Stored items:

================

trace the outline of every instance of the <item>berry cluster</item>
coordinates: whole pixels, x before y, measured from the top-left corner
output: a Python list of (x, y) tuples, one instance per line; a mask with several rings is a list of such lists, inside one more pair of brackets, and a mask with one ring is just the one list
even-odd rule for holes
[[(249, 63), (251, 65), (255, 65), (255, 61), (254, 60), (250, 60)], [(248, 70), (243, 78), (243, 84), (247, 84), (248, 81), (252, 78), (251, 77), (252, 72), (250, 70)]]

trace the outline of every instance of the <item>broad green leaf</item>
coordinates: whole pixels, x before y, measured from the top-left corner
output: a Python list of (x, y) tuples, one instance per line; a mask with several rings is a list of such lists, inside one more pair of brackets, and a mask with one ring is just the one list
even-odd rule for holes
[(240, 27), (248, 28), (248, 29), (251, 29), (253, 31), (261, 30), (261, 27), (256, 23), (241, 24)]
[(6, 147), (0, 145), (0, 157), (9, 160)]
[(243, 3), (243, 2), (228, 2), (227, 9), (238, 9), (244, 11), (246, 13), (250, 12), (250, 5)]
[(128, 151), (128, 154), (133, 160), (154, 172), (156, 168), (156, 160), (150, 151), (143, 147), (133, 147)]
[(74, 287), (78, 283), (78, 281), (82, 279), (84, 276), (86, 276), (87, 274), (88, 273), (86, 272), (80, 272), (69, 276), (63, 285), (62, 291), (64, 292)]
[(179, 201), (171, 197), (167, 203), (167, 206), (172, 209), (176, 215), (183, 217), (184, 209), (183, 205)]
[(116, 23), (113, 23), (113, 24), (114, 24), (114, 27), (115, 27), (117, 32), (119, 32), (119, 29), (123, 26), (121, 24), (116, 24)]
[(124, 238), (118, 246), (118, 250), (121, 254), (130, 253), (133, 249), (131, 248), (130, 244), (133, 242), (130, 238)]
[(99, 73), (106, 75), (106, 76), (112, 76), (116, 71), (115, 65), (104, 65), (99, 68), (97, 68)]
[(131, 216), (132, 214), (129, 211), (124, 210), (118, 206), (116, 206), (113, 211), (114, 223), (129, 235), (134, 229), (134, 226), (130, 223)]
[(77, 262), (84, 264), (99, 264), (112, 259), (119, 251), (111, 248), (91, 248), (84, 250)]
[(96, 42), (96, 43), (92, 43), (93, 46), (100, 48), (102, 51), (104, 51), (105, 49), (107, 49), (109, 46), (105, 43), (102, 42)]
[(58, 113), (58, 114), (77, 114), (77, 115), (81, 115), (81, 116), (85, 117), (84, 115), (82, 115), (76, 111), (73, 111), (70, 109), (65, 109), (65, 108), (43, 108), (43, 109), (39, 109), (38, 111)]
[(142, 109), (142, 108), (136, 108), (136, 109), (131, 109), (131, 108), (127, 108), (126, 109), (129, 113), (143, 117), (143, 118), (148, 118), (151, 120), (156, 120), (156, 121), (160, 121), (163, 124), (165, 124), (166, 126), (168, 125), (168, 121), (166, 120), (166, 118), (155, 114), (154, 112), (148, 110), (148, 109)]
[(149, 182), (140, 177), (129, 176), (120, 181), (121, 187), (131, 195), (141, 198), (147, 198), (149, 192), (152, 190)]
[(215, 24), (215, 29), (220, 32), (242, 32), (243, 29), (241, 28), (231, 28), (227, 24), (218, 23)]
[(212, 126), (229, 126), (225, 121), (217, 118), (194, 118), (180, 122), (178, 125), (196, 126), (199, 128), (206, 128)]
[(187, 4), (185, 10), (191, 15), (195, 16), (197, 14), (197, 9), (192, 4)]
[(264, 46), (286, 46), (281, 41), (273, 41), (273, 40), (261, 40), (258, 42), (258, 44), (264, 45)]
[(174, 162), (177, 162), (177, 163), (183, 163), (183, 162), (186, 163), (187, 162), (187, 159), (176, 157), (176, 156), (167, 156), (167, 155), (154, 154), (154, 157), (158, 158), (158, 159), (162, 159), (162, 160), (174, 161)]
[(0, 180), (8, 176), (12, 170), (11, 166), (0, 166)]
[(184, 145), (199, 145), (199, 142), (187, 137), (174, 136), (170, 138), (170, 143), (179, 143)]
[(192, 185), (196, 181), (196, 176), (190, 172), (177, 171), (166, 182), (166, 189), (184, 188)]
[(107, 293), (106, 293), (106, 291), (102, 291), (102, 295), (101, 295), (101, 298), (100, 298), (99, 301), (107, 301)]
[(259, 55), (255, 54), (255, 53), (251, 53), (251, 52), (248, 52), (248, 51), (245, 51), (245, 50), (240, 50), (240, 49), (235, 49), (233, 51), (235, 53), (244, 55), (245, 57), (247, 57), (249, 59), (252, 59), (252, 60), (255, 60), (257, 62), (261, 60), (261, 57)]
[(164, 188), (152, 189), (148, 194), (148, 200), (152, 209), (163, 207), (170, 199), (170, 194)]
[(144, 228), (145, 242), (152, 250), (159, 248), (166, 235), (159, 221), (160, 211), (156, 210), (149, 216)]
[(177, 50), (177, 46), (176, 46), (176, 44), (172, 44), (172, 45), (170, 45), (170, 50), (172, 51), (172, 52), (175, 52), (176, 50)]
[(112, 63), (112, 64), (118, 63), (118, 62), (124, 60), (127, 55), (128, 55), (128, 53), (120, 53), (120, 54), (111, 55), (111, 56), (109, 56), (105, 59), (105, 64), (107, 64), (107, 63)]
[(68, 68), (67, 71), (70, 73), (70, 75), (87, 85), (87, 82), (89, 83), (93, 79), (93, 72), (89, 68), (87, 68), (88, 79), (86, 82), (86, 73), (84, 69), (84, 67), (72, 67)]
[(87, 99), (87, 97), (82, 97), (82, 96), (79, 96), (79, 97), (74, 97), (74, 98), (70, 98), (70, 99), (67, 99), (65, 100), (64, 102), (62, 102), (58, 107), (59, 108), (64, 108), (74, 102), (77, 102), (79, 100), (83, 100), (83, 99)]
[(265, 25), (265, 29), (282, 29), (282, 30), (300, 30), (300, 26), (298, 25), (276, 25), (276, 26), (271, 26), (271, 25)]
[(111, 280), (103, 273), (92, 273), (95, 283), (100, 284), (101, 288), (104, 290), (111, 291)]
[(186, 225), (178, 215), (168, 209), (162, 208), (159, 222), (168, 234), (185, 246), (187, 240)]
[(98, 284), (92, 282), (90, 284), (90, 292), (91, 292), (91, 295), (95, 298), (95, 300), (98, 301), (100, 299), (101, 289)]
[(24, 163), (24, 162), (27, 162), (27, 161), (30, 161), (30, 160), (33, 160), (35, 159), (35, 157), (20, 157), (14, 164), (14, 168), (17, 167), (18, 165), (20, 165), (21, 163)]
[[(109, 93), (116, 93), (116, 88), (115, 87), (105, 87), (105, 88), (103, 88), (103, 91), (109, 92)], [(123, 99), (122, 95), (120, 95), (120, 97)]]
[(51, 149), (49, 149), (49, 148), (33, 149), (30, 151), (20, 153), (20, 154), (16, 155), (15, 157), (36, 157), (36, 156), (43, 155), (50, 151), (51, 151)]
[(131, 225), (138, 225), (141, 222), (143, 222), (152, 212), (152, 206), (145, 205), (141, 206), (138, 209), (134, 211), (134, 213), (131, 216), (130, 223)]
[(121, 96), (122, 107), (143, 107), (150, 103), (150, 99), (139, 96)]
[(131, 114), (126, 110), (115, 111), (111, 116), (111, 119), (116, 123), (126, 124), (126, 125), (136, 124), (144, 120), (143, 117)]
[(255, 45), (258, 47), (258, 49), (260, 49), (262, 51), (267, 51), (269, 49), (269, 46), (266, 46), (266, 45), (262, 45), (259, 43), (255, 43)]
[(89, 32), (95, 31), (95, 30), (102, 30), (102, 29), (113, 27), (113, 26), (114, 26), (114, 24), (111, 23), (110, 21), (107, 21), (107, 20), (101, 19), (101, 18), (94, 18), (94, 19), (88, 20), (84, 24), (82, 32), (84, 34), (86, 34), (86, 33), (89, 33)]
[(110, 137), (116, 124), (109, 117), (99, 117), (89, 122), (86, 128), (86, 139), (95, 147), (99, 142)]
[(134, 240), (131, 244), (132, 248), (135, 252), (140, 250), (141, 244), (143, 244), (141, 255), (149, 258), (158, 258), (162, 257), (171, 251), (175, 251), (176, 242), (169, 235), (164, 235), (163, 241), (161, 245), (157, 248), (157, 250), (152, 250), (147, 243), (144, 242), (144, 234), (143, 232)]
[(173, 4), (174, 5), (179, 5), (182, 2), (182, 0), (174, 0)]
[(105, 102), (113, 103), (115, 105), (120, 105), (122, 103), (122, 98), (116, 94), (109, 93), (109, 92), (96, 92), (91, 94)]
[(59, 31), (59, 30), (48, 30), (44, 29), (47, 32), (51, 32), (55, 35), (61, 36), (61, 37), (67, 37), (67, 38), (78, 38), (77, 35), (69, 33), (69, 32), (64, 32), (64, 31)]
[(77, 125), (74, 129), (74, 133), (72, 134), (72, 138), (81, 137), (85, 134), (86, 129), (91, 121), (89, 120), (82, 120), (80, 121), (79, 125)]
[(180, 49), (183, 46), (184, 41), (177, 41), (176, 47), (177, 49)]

================

_ASSIGNMENT_
Whenever a line of the data above includes the word "instance", copy that line.

_OUTPUT FOR THIS EXERCISE_
trace the outline of every instance of the <item>berry cluster</item>
output: a Python list of (x, y) tuples, one instance per line; a mask with several rings is a list of such lists, inside one more pair of brackets, and a mask with one ring is just the one list
trace the outline of every instance of the <item>broad green leaf</item>
output: a Python list of (x, y) tuples, one instance per line; a mask with several rings is a list of such lists, inside one more pair of brackets, and a mask with one ring is just the one list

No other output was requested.